- [PROBLEM TO WORK ON]
Turn the lines below into a Markdown table with the columns Number and Line, giving each line its own numbered row and omitting blank lines.

- [DATA TO PROCESS]
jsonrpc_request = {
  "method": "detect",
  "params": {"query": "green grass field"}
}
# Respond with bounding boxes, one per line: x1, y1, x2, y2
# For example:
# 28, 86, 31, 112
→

- [RESPONSE]
| Number | Line |
|---|---|
| 1 | jsonrpc_request = { |
| 2 |   "method": "detect", |
| 3 |   "params": {"query": "green grass field"} |
| 4 | } |
| 5 | # Respond with bounding boxes, one per line: x1, y1, x2, y2 |
| 6 | # For example: |
| 7 | # 28, 86, 31, 112 |
| 8 | → |